#### Problem requirements
Exclude the pictures and retype the entries as written.

Records from a data source
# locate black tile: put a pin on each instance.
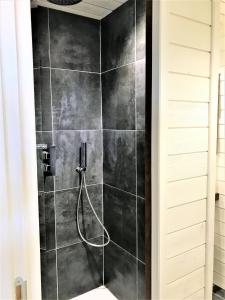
(141, 163)
(118, 37)
(48, 275)
(75, 42)
(43, 112)
(67, 157)
(120, 273)
(140, 28)
(37, 98)
(66, 205)
(140, 94)
(79, 269)
(120, 217)
(41, 208)
(44, 184)
(118, 98)
(76, 100)
(40, 36)
(141, 228)
(47, 221)
(141, 281)
(119, 159)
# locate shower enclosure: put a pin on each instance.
(89, 78)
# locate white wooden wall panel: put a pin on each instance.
(219, 280)
(219, 242)
(187, 285)
(189, 61)
(187, 165)
(183, 240)
(187, 114)
(181, 141)
(219, 254)
(219, 267)
(188, 190)
(199, 295)
(185, 9)
(193, 34)
(196, 88)
(187, 107)
(186, 215)
(185, 263)
(220, 227)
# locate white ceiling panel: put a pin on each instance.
(96, 9)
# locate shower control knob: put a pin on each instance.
(80, 169)
(46, 168)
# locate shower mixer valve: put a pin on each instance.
(83, 159)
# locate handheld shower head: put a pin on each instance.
(64, 2)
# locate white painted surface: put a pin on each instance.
(187, 111)
(95, 9)
(100, 293)
(19, 222)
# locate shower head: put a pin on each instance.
(64, 2)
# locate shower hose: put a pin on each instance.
(84, 185)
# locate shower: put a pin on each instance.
(64, 2)
(81, 171)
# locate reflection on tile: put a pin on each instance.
(79, 269)
(41, 207)
(47, 184)
(120, 272)
(118, 98)
(140, 94)
(141, 28)
(43, 113)
(39, 18)
(67, 157)
(120, 217)
(48, 275)
(66, 204)
(141, 163)
(141, 281)
(47, 221)
(37, 98)
(76, 100)
(119, 159)
(75, 42)
(118, 37)
(141, 228)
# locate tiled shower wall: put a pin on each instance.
(123, 106)
(89, 86)
(68, 111)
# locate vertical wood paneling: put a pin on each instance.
(184, 191)
(186, 215)
(189, 61)
(188, 88)
(183, 264)
(187, 165)
(186, 239)
(186, 286)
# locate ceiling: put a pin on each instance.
(96, 9)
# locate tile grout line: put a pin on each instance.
(135, 94)
(103, 248)
(50, 71)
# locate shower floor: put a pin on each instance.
(101, 293)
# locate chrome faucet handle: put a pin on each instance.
(80, 170)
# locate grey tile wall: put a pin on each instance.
(66, 50)
(123, 101)
(74, 98)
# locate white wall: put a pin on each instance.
(219, 251)
(183, 136)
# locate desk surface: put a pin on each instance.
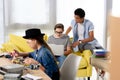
(101, 63)
(4, 61)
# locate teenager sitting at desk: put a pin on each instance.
(59, 38)
(42, 54)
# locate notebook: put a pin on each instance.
(57, 49)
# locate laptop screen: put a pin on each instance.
(57, 49)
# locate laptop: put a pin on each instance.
(57, 49)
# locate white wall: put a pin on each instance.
(95, 11)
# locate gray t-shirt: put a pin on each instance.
(64, 40)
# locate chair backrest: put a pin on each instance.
(69, 68)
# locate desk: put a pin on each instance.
(4, 61)
(101, 63)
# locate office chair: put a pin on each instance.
(70, 66)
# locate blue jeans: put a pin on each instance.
(60, 59)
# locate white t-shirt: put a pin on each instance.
(80, 31)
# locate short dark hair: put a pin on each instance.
(59, 25)
(80, 12)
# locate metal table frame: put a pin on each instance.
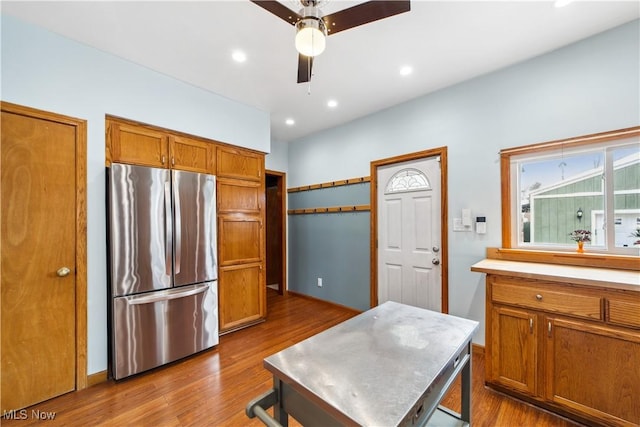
(287, 397)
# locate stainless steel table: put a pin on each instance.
(389, 366)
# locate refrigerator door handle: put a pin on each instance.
(166, 295)
(168, 241)
(177, 225)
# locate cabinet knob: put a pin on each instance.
(63, 271)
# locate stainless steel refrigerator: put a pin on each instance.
(162, 266)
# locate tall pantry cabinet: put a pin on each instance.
(241, 233)
(240, 206)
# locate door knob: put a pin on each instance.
(63, 271)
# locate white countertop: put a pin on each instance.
(604, 277)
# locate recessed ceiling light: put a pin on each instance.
(562, 3)
(406, 70)
(239, 56)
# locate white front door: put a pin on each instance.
(409, 234)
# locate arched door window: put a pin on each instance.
(407, 180)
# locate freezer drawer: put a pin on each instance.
(159, 327)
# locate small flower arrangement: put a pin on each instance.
(580, 235)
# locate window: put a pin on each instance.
(407, 180)
(589, 183)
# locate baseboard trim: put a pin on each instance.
(97, 378)
(296, 294)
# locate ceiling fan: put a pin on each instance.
(312, 27)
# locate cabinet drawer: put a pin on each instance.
(625, 313)
(570, 303)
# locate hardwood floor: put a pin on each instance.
(213, 387)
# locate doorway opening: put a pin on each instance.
(276, 249)
(437, 253)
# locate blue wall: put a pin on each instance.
(338, 240)
(43, 70)
(587, 87)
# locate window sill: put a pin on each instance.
(598, 260)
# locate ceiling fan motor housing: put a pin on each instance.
(311, 32)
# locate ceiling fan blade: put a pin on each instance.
(364, 13)
(304, 68)
(279, 10)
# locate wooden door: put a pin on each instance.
(409, 235)
(593, 369)
(514, 349)
(43, 238)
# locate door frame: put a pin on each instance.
(444, 257)
(81, 227)
(281, 178)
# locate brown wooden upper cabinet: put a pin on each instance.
(139, 145)
(240, 207)
(240, 164)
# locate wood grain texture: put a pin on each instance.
(330, 184)
(43, 229)
(213, 387)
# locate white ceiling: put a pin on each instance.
(445, 42)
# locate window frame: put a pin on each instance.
(509, 221)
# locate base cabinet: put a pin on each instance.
(573, 349)
(593, 369)
(243, 291)
(515, 346)
(240, 206)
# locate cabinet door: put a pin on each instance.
(137, 146)
(235, 196)
(192, 155)
(242, 296)
(240, 240)
(240, 164)
(593, 369)
(514, 348)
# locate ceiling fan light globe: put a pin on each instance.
(310, 37)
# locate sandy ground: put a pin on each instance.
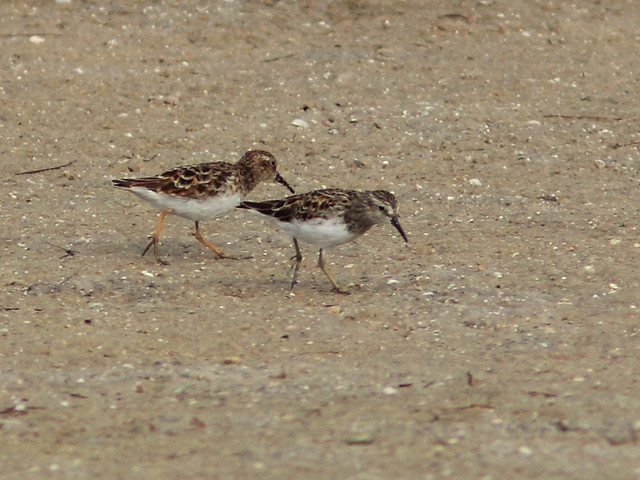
(502, 342)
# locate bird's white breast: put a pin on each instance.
(319, 231)
(194, 209)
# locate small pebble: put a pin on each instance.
(600, 163)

#### The answer
# locate black tile: put a pin on each instance.
(141, 163)
(118, 37)
(48, 275)
(75, 42)
(43, 112)
(67, 157)
(120, 273)
(140, 28)
(37, 98)
(66, 205)
(140, 94)
(79, 269)
(120, 217)
(41, 208)
(44, 184)
(118, 98)
(76, 100)
(40, 36)
(141, 228)
(47, 221)
(141, 281)
(119, 159)
# locate shower enclosure: put a pin on each instance.
(89, 78)
# locate white wooden wall panel: put a pin on each instance.
(219, 280)
(219, 242)
(187, 285)
(189, 61)
(187, 165)
(183, 240)
(187, 114)
(181, 141)
(219, 254)
(219, 267)
(188, 190)
(199, 295)
(185, 9)
(193, 34)
(196, 88)
(187, 107)
(186, 215)
(185, 263)
(220, 227)
# locate white ceiling panel: put a pin on each instance.
(96, 9)
# locate shower control knob: put a pin on each instance.
(80, 169)
(46, 168)
# locate shower mixer valve: put a pin on each instance.
(83, 159)
# locate handheld shower head: put a pin on each instance.
(64, 2)
# locate white painted surface: put a pin on each instance.
(187, 111)
(95, 9)
(100, 293)
(19, 222)
# locate shower head: put a pin on each instance.
(64, 2)
# locate shower hose: put a pin on each instance.
(84, 185)
# locate shower: put a pin on each instance.
(64, 2)
(81, 171)
# locate reflection on tile: put a pin on each instance.
(79, 269)
(41, 207)
(47, 184)
(120, 272)
(118, 98)
(140, 94)
(141, 28)
(43, 113)
(39, 18)
(67, 157)
(120, 217)
(48, 275)
(66, 204)
(141, 163)
(141, 281)
(47, 221)
(37, 98)
(76, 100)
(119, 159)
(75, 42)
(118, 37)
(141, 228)
# locate tiled shower wall: put a pin on each instance.
(123, 106)
(89, 86)
(68, 111)
# locate vertical wood paneling: put a pin on each instance.
(184, 191)
(186, 215)
(189, 61)
(188, 88)
(183, 264)
(187, 165)
(186, 239)
(186, 286)
# locate ceiling: put a pin on each instance.
(96, 9)
# locate tile grout line: put a pin on each instance.
(135, 94)
(103, 248)
(50, 71)
# locate shower floor: put a pin on each instance.
(101, 293)
# locate chrome faucet handle: put a pin on each instance.
(80, 170)
# locate grey tile wall: put a pin on each instance.
(66, 50)
(123, 101)
(74, 98)
# locate white wall: put a pin on each instance.
(219, 251)
(183, 136)
# locate desk surface: put a pin on each instance.
(101, 63)
(4, 61)
# locate teenager sitting at desk: put a pin on each instance.
(59, 38)
(42, 54)
# locate notebook: put a pin on each instance.
(57, 49)
# locate laptop screen: put a pin on each instance.
(57, 49)
# locate laptop: put a pin on each instance.
(57, 49)
# locate white wall: put a pin on each instance.
(95, 11)
# locate gray t-shirt: put a pin on each instance.
(64, 40)
# locate chair backrest: put a pin on each instance.
(69, 68)
# locate desk: put a pin on each instance.
(4, 61)
(101, 63)
# locate office chair: put a pin on each instance.
(70, 66)
# locate blue jeans: put a pin on each instance.
(60, 59)
# locate white t-shirt: put a pin on each instance.
(80, 31)
# locate short dark hair: put a pin on each instance.
(59, 25)
(80, 12)
# locate metal table frame: put a pin on each instance.
(287, 397)
# locate stainless steel table: put a pin on each instance.
(389, 366)
# locate refrigerator door handle: put a pin on each instance.
(166, 295)
(168, 241)
(177, 225)
# locate cabinet knob: put a pin on each instance.
(63, 271)
# locate stainless steel refrigerator: put a pin on each instance.
(162, 266)
# locate tall pantry cabinet: put a pin on each instance.
(241, 233)
(240, 206)
# locate door knob: put a pin on each instance.
(63, 271)
# locate white countertop: put a pin on each instance.
(604, 277)
# locate recessed ceiling light: put a pin on each instance.
(562, 3)
(406, 70)
(239, 56)
# locate white front door: put a pin on each instance.
(409, 234)
# locate arched door window: put a pin on each instance.
(407, 180)
# locate freezer drawer: put a pin on each instance.
(159, 327)
# locate small flower arrangement: put a pin on each instance.
(580, 235)
# locate window: put a pin on each instance.
(407, 180)
(589, 183)
# locate baseboard trim: put a pin on each instance.
(97, 378)
(296, 294)
# locate ceiling fan: put a pin on each instance.
(312, 27)
# locate cabinet drawer: put a pin on each instance.
(625, 313)
(570, 303)
# locate hardwood floor: put a pin on each instance.
(213, 387)
# locate doorway opening: put a pin on each instance.
(276, 249)
(437, 253)
# locate blue wall: put a pin on each instance.
(338, 240)
(43, 70)
(587, 87)
# locate window sill: put a pin on each instance.
(598, 260)
# locate ceiling fan motor housing: put a pin on each instance.
(311, 32)
# locate ceiling fan blade: put a pin on each instance.
(364, 13)
(304, 68)
(279, 10)
# locate wooden door: put a pin on each instance.
(409, 235)
(593, 369)
(514, 349)
(43, 238)
# locate door frame: put a pin on each instance.
(444, 257)
(81, 227)
(281, 178)
# locate brown wooden upper cabinet: put a pin on each instance.
(139, 145)
(240, 207)
(240, 164)
# locate wood grain texture: put a pin on each instance.
(330, 184)
(43, 229)
(213, 387)
# locate white ceiling: put a pin on each instance.
(445, 42)
# locate window frame: put a pin on each instance.
(509, 221)
# locate base cabinet: put a pin on each instance.
(573, 349)
(593, 369)
(243, 291)
(515, 346)
(240, 206)
# locate cabinet door: put a pin on each instance.
(137, 146)
(235, 196)
(192, 155)
(242, 296)
(240, 240)
(240, 164)
(593, 369)
(514, 348)
# locate ceiling fan light globe: put a pin on each instance.
(310, 37)
# locate sandy ground: put a pin on each instance.
(502, 342)
# locate bird's white breast: put a pin on each instance.
(319, 231)
(194, 209)
# locate small pebble: put a pin on each instance.
(600, 163)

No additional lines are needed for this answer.